[Data to process]

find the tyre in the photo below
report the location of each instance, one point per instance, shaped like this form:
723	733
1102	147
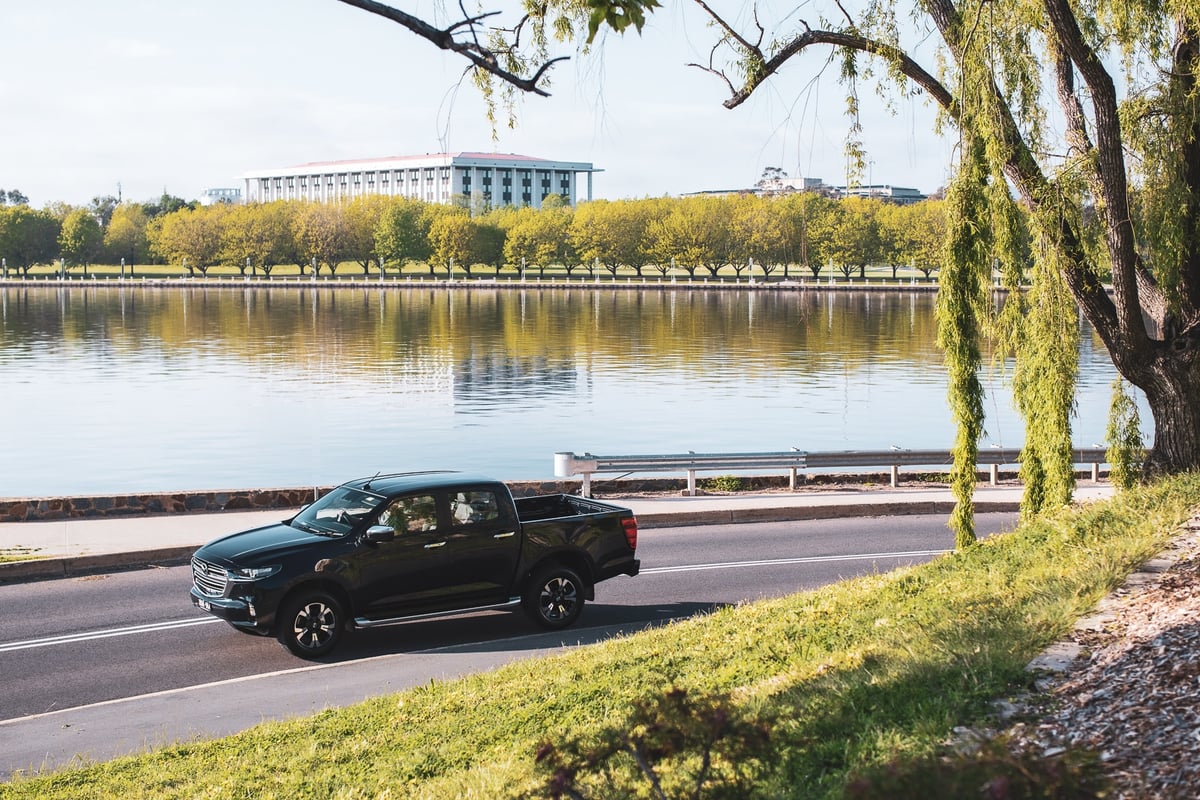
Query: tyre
555	597
310	624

[/Data to process]

This exercise needs every entry retyped exactly, with the pictures removed.

▶ [Exercise response]:
find the tyre in the photo below
report the location of each instance, one point per instance, shaped like this form:
723	733
1102	147
Query: tyre
555	597
310	624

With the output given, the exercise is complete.